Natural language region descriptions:
---------------

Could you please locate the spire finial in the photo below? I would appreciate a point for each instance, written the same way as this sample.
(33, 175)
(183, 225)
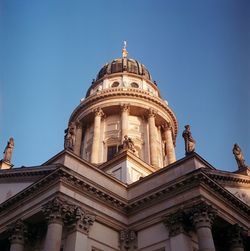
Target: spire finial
(124, 49)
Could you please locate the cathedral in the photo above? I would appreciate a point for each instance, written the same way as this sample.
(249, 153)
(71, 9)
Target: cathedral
(117, 185)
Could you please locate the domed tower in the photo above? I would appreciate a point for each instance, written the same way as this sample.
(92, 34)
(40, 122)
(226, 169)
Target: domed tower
(123, 107)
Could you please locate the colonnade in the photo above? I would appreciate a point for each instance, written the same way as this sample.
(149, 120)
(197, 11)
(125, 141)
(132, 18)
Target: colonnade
(59, 215)
(154, 155)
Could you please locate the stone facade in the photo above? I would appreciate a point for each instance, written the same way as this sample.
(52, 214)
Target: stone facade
(92, 197)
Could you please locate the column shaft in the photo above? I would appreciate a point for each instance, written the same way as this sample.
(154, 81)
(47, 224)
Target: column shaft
(78, 143)
(96, 136)
(17, 247)
(152, 139)
(76, 241)
(53, 236)
(124, 121)
(170, 151)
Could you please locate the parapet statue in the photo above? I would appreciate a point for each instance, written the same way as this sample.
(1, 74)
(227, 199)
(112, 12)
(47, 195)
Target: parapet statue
(188, 139)
(239, 156)
(8, 151)
(128, 143)
(69, 138)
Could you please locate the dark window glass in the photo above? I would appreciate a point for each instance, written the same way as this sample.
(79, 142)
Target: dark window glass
(112, 150)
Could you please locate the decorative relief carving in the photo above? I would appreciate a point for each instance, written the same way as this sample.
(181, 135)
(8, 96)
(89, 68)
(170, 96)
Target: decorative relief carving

---------------

WHAT YOU ARE ASKED TO DO
Please copy every line in the entries where "carving" appears.

TASK RESULT
Could you please locate the decorative relief carving in the photo above? I would appreciate a point for each instance, written the same way as this sample.
Target: decorative relief carving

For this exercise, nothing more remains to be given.